───── DOCUMENT SECTION

# Method

We are interested in solving problems specified through a Markov Decision Process, which consists of states $s \in S$, actions $a \in A$, rewards $r(s, s') \in R$, and a transition model $T(s, a, s')$ that indicates the probability of transitioning to a specific next state given a current state and action, $P(s' | s, a)$ [@sutton1998reinforcement][^1]. For simplicity, we refer to all rewards $r(s,s')$ as $r$ for the remainder of the paper. Importantly, we assume that the reward function does not depend on actions, which allows us to formulate QSS values without any dependency on actions.

Reinforcement learning aims to find a policy $\pi(a|s)$ that represents the probability of taking action $a$ in state $s$. We are typically interested in policies that maximize the long-term discounted return $R=\sum_{k=t}^H \gamma^{k-t} r_k$, where $\gamma$ is a discount factor that specifies the importance of long-term rewards and $H$ is the terminal step.

──────────

REQUIREMENTS
Reproduce the method section on Markov Decision Processes word for word, in full.

───── RECORDED DATA

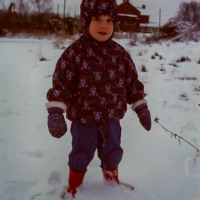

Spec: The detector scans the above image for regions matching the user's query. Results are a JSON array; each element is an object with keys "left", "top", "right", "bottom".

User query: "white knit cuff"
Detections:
[
  {"left": 45, "top": 101, "right": 67, "bottom": 112},
  {"left": 131, "top": 99, "right": 147, "bottom": 111}
]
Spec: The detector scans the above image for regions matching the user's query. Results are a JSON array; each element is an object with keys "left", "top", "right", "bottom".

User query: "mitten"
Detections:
[
  {"left": 135, "top": 103, "right": 151, "bottom": 131},
  {"left": 48, "top": 107, "right": 67, "bottom": 138}
]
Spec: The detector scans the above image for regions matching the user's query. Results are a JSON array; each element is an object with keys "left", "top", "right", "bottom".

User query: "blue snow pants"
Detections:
[{"left": 68, "top": 120, "right": 123, "bottom": 172}]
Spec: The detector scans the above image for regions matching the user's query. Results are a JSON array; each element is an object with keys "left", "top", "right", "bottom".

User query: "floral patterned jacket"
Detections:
[{"left": 47, "top": 35, "right": 145, "bottom": 124}]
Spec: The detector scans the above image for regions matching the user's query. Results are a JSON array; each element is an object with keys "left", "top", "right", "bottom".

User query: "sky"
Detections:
[
  {"left": 0, "top": 0, "right": 195, "bottom": 25},
  {"left": 53, "top": 0, "right": 194, "bottom": 25}
]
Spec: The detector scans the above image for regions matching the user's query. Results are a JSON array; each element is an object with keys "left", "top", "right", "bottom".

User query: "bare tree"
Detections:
[
  {"left": 178, "top": 1, "right": 200, "bottom": 23},
  {"left": 30, "top": 0, "right": 52, "bottom": 14},
  {"left": 15, "top": 0, "right": 30, "bottom": 25}
]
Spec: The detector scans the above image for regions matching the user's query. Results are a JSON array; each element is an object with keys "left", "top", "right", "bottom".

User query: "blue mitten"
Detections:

──────────

COMPLETE ANSWER
# Method

We are interested in solving problems specified through a Markov Decision Process, which consists of states $s \in S$, actions $a \in A$, rewards $r(s, s') \in R$, and a transition model $T(s, a, s')$ that indicates the probability of transitioning to a specific next state given a current state and action, $P(s' | s, a)$ [@sutton1998reinforcement][^1]. For simplicity, we refer to all rewards $r(s,s')$ as $r$ for the remainder of the paper. Importantly, we assume that the reward function does not depend on actions, which allows us to formulate QSS values without any dependency on actions.

Reinforcement learning aims to find a policy $\pi(a|s)$ that represents the probability of taking action $a$ in state $s$. We are typically interested in policies that maximize the long-term discounted return $R=\sum_{k=t}^H \gamma^{k-t} r_k$, where $\gamma$ is a discount factor that specifies the importance of long-term rewards and $H$ is the terminal step.